▸ **YOUR GOAL**:
Only the lines from the one with "Reviewer check: make sure each instance of the man's" onward are wanted, through the last line of the entries, set down exactly.

▸ **RECORDS SHOWN**:

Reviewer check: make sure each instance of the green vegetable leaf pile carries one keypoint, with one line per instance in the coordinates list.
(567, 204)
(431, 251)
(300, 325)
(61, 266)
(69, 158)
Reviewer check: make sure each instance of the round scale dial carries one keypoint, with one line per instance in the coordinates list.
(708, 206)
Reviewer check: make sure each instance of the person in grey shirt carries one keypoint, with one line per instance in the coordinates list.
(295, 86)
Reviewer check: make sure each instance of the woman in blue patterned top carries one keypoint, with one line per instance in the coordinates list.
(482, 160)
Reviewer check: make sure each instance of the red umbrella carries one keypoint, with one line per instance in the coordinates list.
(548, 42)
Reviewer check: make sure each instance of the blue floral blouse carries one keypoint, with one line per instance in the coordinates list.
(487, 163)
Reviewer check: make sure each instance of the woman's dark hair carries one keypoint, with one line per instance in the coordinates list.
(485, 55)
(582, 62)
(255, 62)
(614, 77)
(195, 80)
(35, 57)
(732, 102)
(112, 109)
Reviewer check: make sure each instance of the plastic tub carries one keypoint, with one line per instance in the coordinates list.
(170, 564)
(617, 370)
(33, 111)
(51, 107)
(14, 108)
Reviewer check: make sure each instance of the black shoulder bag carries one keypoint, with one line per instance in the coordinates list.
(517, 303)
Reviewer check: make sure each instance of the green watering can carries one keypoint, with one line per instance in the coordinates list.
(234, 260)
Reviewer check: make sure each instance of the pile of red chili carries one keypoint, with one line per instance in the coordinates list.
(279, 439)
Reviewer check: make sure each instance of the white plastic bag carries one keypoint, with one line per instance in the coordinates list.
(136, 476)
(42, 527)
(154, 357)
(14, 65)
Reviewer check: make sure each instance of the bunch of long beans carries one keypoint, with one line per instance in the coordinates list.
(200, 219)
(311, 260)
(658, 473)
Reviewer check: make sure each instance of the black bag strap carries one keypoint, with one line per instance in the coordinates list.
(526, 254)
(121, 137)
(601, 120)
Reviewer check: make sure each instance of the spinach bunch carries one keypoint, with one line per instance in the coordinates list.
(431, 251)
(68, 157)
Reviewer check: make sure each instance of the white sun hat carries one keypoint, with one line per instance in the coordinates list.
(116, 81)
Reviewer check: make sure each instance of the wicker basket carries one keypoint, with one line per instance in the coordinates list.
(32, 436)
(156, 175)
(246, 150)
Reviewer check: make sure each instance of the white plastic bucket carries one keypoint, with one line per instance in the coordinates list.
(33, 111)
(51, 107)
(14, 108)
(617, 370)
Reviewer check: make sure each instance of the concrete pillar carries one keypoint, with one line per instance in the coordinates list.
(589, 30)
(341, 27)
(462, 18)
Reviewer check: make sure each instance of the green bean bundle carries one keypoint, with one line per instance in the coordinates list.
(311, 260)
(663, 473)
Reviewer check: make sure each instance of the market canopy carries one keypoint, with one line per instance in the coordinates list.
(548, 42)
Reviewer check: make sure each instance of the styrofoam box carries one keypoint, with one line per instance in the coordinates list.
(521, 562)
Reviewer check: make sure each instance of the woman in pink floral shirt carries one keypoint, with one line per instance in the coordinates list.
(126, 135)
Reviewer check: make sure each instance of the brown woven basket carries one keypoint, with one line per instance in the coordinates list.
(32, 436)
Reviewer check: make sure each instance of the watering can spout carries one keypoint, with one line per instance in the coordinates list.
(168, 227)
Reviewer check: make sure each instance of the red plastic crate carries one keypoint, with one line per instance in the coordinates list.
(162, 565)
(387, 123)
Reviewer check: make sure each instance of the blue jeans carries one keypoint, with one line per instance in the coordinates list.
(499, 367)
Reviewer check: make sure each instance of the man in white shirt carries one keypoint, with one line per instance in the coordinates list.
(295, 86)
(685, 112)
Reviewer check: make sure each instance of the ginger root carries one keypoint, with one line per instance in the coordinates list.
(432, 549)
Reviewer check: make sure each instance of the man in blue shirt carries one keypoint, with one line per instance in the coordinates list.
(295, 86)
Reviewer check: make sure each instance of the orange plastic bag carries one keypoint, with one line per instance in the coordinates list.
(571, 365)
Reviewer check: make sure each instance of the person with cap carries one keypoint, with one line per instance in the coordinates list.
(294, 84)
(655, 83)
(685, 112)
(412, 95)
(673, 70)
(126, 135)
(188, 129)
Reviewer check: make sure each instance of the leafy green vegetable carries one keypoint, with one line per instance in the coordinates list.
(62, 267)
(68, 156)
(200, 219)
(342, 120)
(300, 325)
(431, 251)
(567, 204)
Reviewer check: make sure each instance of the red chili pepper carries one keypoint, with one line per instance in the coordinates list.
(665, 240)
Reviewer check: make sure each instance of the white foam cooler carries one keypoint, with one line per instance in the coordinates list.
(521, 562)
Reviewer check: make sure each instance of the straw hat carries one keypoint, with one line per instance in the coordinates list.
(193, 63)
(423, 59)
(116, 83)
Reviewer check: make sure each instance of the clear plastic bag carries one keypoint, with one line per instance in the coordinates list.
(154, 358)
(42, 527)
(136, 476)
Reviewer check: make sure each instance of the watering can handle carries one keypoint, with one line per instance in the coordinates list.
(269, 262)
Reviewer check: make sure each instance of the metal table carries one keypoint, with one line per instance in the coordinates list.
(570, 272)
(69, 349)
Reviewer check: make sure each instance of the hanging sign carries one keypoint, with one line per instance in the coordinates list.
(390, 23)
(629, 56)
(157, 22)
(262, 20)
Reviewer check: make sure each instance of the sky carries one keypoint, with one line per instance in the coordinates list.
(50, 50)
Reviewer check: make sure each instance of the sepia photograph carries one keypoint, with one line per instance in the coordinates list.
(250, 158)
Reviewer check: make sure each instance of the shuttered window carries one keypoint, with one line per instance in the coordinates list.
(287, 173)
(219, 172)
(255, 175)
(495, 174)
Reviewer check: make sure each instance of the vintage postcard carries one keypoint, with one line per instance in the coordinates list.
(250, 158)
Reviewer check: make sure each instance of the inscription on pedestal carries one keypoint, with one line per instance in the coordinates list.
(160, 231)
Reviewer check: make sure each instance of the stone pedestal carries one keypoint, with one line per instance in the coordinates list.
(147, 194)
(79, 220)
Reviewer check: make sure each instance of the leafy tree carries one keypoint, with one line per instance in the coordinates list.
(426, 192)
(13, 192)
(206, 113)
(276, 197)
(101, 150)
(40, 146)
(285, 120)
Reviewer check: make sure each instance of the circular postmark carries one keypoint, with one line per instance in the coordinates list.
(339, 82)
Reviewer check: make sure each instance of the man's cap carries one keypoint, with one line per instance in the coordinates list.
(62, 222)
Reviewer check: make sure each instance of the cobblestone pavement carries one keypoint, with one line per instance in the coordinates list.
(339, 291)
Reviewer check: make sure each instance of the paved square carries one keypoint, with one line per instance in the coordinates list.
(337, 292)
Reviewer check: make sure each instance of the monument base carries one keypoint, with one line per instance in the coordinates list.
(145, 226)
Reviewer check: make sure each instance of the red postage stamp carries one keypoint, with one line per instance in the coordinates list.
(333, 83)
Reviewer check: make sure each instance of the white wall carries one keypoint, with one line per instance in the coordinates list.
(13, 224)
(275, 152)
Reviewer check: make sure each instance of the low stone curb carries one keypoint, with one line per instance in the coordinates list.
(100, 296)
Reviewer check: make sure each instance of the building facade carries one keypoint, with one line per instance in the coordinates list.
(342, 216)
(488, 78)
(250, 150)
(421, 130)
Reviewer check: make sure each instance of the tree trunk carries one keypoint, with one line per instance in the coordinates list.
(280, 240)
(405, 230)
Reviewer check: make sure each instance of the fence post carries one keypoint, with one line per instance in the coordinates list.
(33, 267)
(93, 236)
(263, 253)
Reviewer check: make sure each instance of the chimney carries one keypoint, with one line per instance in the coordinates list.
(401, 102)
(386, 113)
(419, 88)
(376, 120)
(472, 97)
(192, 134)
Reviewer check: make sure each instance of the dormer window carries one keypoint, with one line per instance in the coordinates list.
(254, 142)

▸ **EXPECTED ANSWER**:
Reviewer check: make sure each instance of the man's cap carries one keypoint, with one line per instance in the coordinates list.
(62, 222)
Reviewer check: make sure each instance of the cobblestone pavement carries one keypoint, with one line per instance in the coordinates list.
(339, 291)
Reviewer check: make sure each instance of the paved square carries one keypoint, with one line per instance in the coordinates list.
(337, 292)
Reviewer check: make sure each instance of the monument base carries one keypoint, with one line per instance in the coordinates list.
(145, 226)
Reviewer check: make sure each instance of the red postage stamp carries one keypoint, with one line per instance in the coordinates list.
(333, 83)
Reviewer check: make sure each instance of the white wall carries one keypoint, with one line per instance in the coordinates list.
(13, 224)
(275, 152)
Reviewer check: make sure each instance of the low stone curb carries one keypoint, with one line per instance in the coordinates list.
(100, 296)
Reviewer check: make sure each instance of the building facade carries one keypoint, with one line per instance in the coordinates list.
(342, 216)
(488, 78)
(250, 150)
(421, 130)
Reviewer check: make sure each instance of the tree trunk carries one keypoint, with one line per instance in the coordinates list.
(280, 240)
(405, 230)
Reviewer check: make sure each instance of the fence post carries one keypoint, with one line per instance in the coordinates list.
(33, 267)
(93, 236)
(263, 253)
Reviewer check: make sure each instance of the chimney carries one keypoint, with one line per instance in the coordinates list.
(401, 102)
(386, 113)
(419, 88)
(376, 120)
(472, 97)
(192, 134)
Reviewer check: make sure each instance of the dormer window carries one keypoint, with one line per instance in the coordinates list.
(254, 142)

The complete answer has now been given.